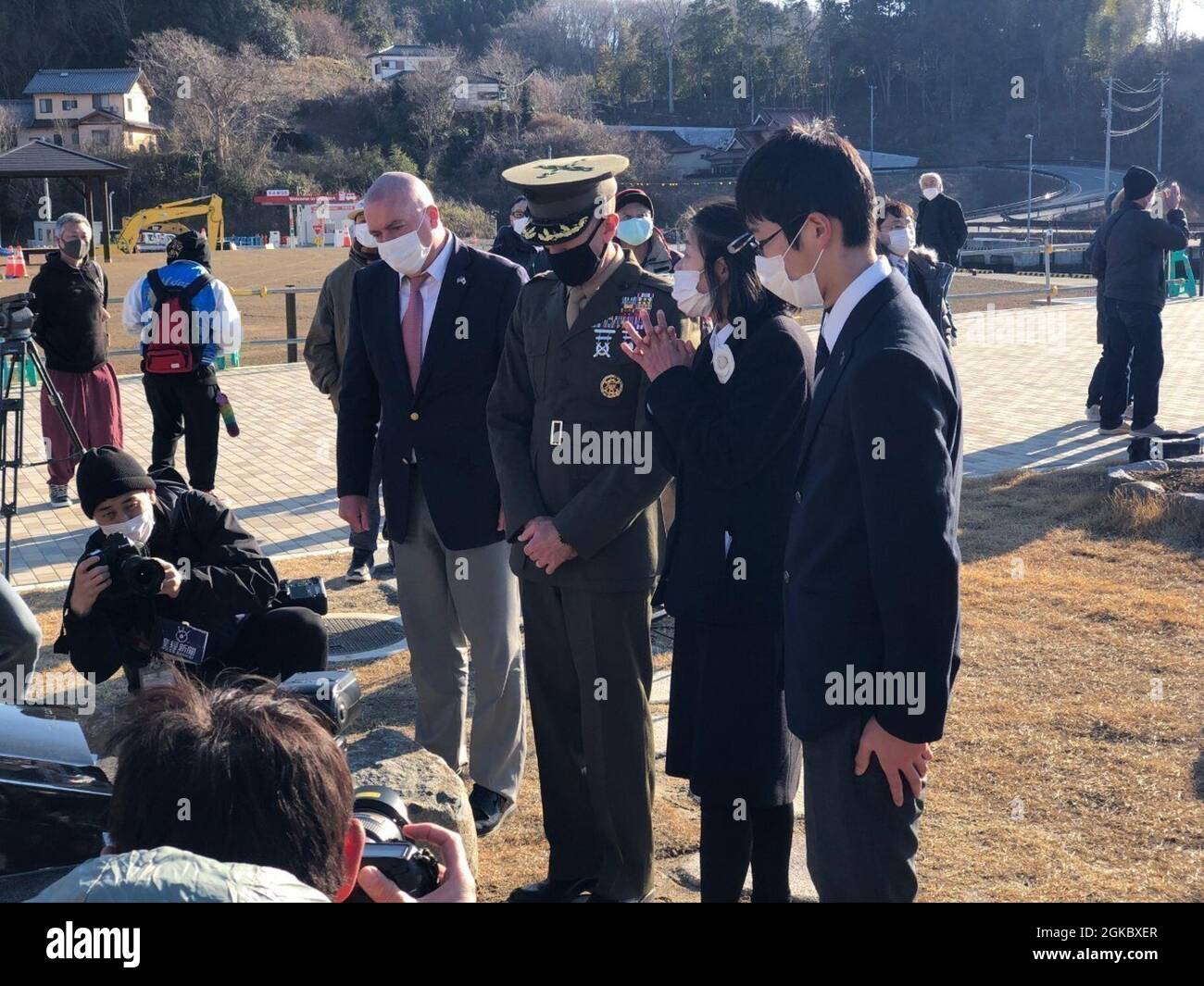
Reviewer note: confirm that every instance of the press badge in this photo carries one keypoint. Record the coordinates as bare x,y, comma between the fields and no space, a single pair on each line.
182,642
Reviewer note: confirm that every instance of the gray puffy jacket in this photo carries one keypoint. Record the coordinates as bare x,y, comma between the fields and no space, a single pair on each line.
169,876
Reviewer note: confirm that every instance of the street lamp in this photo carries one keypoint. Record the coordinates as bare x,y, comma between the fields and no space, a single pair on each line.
1028,231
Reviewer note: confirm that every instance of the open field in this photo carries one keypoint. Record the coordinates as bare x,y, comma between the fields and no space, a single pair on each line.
1072,766
306,268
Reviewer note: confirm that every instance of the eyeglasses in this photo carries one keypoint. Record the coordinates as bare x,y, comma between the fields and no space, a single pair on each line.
747,240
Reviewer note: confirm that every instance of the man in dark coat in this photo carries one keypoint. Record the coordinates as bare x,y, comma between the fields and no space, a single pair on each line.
939,219
1131,257
872,614
217,590
569,428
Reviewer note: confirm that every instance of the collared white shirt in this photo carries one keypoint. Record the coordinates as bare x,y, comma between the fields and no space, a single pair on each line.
721,336
430,288
861,285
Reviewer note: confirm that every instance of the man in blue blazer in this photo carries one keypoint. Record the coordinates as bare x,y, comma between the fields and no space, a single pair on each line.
424,342
872,618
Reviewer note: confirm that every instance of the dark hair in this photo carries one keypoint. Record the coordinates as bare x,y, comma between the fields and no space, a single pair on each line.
805,168
239,774
896,208
715,225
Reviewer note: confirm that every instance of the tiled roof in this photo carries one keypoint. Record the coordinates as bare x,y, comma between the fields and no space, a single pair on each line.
83,81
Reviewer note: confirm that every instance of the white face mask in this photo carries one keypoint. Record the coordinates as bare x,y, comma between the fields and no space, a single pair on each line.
364,237
685,293
902,241
136,529
406,253
802,293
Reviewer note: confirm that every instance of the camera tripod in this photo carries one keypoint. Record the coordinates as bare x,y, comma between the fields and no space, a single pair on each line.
15,348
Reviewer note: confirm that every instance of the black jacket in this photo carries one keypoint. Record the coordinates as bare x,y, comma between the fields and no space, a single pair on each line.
734,448
514,248
1131,255
872,556
940,224
445,420
228,576
70,327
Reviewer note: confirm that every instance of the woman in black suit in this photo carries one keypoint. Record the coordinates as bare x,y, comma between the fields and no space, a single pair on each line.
727,420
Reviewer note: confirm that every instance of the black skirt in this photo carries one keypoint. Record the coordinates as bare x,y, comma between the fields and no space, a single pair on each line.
727,714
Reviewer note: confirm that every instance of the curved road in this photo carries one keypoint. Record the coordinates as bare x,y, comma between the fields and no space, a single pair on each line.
1083,189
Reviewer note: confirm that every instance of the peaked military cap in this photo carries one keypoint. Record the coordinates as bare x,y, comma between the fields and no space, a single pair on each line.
564,193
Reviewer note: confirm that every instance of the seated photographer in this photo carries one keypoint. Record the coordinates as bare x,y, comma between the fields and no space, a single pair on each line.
217,753
187,580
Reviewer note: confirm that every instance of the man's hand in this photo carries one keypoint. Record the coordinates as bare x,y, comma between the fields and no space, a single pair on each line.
92,578
657,347
172,580
895,756
457,885
354,509
543,544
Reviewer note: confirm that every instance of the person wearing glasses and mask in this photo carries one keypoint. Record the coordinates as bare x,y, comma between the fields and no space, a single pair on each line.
638,233
727,421
569,426
872,562
510,244
71,299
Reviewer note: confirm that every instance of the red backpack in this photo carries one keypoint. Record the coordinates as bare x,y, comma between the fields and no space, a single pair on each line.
163,356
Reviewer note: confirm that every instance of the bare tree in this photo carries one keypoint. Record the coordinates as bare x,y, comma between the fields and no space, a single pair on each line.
432,92
227,105
669,16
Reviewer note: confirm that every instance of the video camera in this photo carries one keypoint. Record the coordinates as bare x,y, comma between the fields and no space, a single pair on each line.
132,569
16,316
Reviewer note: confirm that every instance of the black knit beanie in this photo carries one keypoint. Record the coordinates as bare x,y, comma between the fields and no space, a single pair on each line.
107,472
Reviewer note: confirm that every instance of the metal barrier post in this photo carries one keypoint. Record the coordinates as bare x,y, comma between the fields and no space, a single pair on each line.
290,323
1048,261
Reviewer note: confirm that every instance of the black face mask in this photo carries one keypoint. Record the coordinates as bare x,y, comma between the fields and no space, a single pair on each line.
576,267
75,248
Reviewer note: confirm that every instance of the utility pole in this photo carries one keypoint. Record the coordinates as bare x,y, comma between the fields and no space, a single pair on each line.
1162,88
1108,143
1028,229
872,87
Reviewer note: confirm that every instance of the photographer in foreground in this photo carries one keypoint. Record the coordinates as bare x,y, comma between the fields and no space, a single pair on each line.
212,602
212,750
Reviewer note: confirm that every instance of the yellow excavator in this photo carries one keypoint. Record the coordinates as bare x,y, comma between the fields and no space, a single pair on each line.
160,219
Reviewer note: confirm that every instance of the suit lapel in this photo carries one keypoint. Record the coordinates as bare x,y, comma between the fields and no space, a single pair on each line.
858,321
446,308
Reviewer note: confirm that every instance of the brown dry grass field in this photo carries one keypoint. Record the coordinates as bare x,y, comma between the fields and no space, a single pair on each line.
306,268
1072,766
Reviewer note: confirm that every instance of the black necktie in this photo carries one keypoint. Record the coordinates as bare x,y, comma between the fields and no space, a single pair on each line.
821,354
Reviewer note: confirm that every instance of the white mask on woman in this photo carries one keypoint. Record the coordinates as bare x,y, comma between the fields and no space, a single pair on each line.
406,253
685,293
802,293
136,529
902,241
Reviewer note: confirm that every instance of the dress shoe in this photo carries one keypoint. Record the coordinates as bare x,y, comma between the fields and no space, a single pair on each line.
552,891
488,808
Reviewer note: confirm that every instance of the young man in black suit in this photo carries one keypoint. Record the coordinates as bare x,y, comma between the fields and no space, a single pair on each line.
872,560
424,342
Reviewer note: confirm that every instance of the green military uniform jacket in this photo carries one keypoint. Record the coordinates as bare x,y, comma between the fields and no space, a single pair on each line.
555,381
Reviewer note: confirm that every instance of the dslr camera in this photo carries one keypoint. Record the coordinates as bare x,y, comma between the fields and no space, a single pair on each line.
132,569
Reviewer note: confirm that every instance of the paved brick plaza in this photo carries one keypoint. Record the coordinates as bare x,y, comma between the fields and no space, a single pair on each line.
1023,377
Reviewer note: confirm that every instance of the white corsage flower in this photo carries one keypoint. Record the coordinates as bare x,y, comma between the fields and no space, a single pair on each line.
723,363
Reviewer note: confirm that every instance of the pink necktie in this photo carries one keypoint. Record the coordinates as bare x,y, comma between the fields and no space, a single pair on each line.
412,328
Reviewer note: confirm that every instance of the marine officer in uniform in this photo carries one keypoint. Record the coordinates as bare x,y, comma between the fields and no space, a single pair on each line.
572,447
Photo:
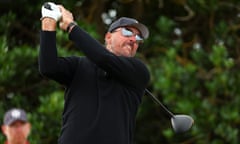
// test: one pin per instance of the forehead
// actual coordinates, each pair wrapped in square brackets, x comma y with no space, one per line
[133,29]
[17,122]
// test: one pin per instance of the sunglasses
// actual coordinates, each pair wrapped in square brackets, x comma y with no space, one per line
[129,33]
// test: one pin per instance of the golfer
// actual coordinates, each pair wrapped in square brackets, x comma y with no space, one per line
[105,87]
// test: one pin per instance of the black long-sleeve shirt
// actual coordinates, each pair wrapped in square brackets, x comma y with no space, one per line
[103,91]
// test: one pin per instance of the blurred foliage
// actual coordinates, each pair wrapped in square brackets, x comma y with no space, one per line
[193,54]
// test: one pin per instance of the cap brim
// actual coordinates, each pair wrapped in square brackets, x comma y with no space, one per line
[14,120]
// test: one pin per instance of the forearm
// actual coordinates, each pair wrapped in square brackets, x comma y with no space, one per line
[48,24]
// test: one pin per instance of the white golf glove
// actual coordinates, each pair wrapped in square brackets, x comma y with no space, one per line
[51,10]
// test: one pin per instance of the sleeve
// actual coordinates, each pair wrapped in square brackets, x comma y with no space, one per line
[130,71]
[50,65]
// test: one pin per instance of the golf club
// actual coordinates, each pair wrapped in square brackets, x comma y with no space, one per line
[180,123]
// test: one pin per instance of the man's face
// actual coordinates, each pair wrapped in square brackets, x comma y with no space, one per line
[120,44]
[17,132]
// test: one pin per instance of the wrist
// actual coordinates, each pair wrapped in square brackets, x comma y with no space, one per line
[70,26]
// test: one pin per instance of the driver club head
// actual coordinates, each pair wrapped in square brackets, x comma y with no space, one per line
[181,123]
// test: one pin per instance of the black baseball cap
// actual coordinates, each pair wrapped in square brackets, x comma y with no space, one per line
[13,115]
[125,21]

**WHAT THE TASK ASKS**
Copy out all lines above that include the string "sleeve".

**RESULT**
// test: one pin per instance of the black long-sleeve shirt
// test: one pin per instance of the sleeve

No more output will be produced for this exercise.